Aufgabe A:
Filtere die Einträge und schreib jede Zeile ab, in der das Wort „that“ vorkommt.

Textauszug:
-------
Klimasorgen nach Europawahl Ist der Green Deal nach dem Rechtsruck in der EU gefährdet?
Hauptinhalt
14. Juni 2024, 17:51 Uhr
Bis 2050 will die EU klimaneutral sein. So steht es im European Green Deal – dem Masterplan der aktuellen EU-Kommission für die grüne Transformation. Doch rechte Parteien, die diese Klimapolitik ablehnen, haben bei der Europawahl viele Stimmen bekommen. Könnte das die langfristigen Pläne gefährden? Was bedeutet der Rechtsruck in Europa für den Green Deal?
Inhalt des Artikels:
- Die Situation vor den Europawahlen
- Droht tatsächlich der rechte Backlash im EU-Parlament?
- Grundsätze der EU-Klimapolitik kaum gefährdet
- Andere Zeiten, andere Prioritäten
- Nationale Wahlen verändern Kräfteverhältnisse
- Keine Einigung in Sicht: Der Zankapfel Landwirtschaft
- Fazit: Weniger Klima-Fokus trifft auf fragilere Mehrheiten
Der Green Deal ist die Antwort der Europäischen Union auf die Klimakrise. Bis 2050 soll Europa der erste klimaneutrale Kontinent der Welt werden. Der Green Deal ist eines der wichtigsten politischen Vorhaben der bisherigen EU-Kommission. Er besteht aus einem ganzen Paket politischer Initiativen, die für einen grünen Wandel in der EU sorgen sollen – ganzheitlich, sektorübergreifend und gerecht. So sind also auch mehrere eng miteinander verflochtene Politikbereiche betroffen: Klima, Umwelt, Energie, Verkehr, Industrie, Landwirtschaft und nachhaltiges Finanzwesen.
Das klingt nicht nur kompliziert in der Umsetzung, das ist es auch: Es war in den vergangenen Jahren ein schweres Stück Arbeit, Kompromisse und Mehrheiten für die zahlreichen Initiativen zu finden. Im Europaparlament haben dabei maßgeblich die Fraktionen der Sozialdemokraten (S&D), der Grünen (Greens/EFA), der Europäischen Volkspartei (EVP), der Liberalen (RE) und in Teilen auch der Linken (GUE/NGL) den Green Deal getragen. Aber wie sieht das künftig aus? Immerhin ist bei der Europawahl ein spürbarer Rechtsruck durch zahlreiche EU-Mitgliedsländer gegangen - nicht nur streng konservative, sondern auch rechtspopulistische und rechtsextreme Parteien haben an Zustimmung gewonnen. Und auch die Bauernproteste der vergangenen Monate haben bereits angekündigt, dass es künftig womöglich immer schwieriger werden könnte, ambitionierte Klimaschutzprojekte auf den Weg zu bringen. Denn die Demonstrationen waren auch ein Symbol gegen die Klimapolitik der EU.
-------
Gegebene Einträge:
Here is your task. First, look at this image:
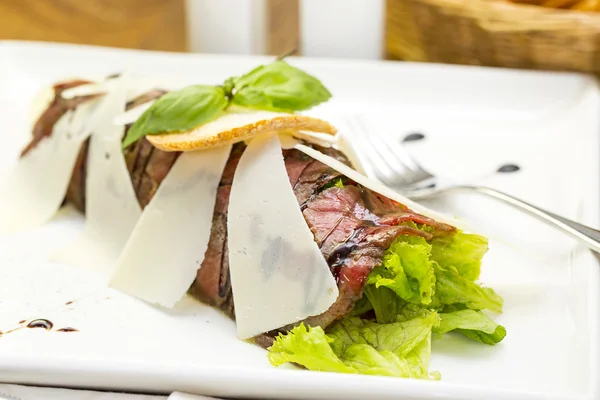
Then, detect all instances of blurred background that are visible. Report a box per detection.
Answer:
-------
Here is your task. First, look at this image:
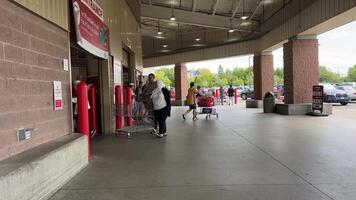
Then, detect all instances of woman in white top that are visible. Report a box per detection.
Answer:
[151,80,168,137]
-------
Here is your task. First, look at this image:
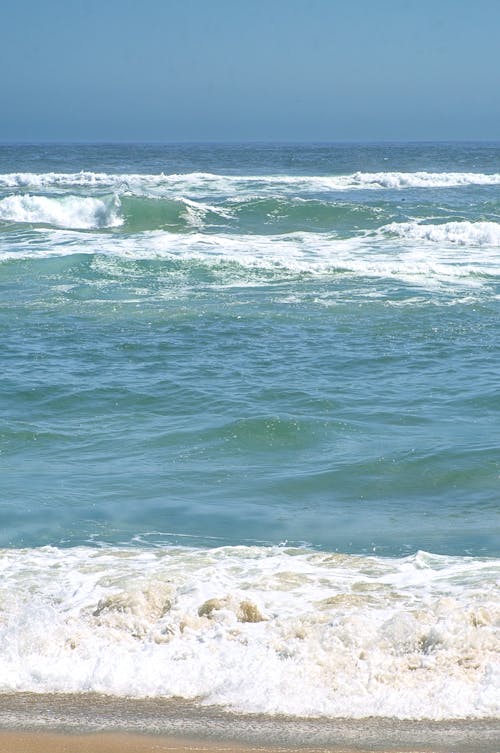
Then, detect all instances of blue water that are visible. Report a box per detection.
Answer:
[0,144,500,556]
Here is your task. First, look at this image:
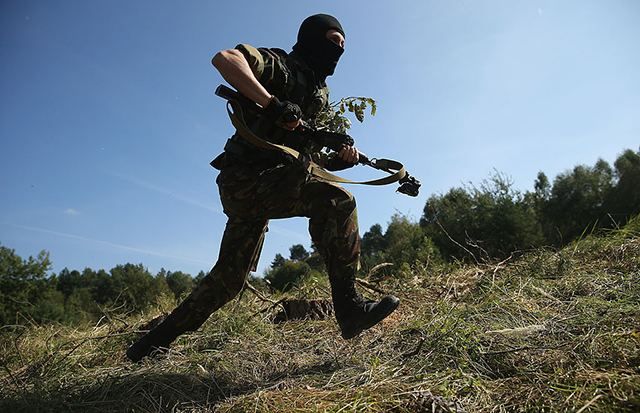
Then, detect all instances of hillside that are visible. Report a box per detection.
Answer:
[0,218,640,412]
-------
Aufgabe B:
Wiederhole aus dem Artikel über den Green Deal wortgetreu die Stelle von „- Grundsätze der“ bis einschließlich „und nachhaltiges Finanzwesen.“.

Ergebnis A:
Then, detect all instances of blurred background that are visible. Report a box per detection.
Then, detect all instances of woman in white top that are visible. Report a box per detection.
Then, detect all instances of blue water that are visible. Report a box per detection.
Then, detect all instances of hillside that are visible. Report a box per detection.

Ergebnis B:
- Grundsätze der EU-Klimapolitik kaum gefährdet
- Andere Zeiten, andere Prioritäten
- Nationale Wahlen verändern Kräfteverhältnisse
- Keine Einigung in Sicht: Der Zankapfel Landwirtschaft
- Fazit: Weniger Klima-Fokus trifft auf fragilere Mehrheiten
Der Green Deal ist die Antwort der Europäischen Union auf die Klimakrise. Bis 2050 soll Europa der erste klimaneutrale Kontinent der Welt werden. Der Green Deal ist eines der wichtigsten politischen Vorhaben der bisherigen EU-Kommission. Er besteht aus einem ganzen Paket politischer Initiativen, die für einen grünen Wandel in der EU sorgen sollen – ganzheitlich, sektorübergreifend und gerecht. So sind also auch mehrere eng miteinander verflochtene Politikbereiche betroffen: Klima, Umwelt, Energie, Verkehr, Industrie, Landwirtschaft und nachhaltiges Finanzwesen.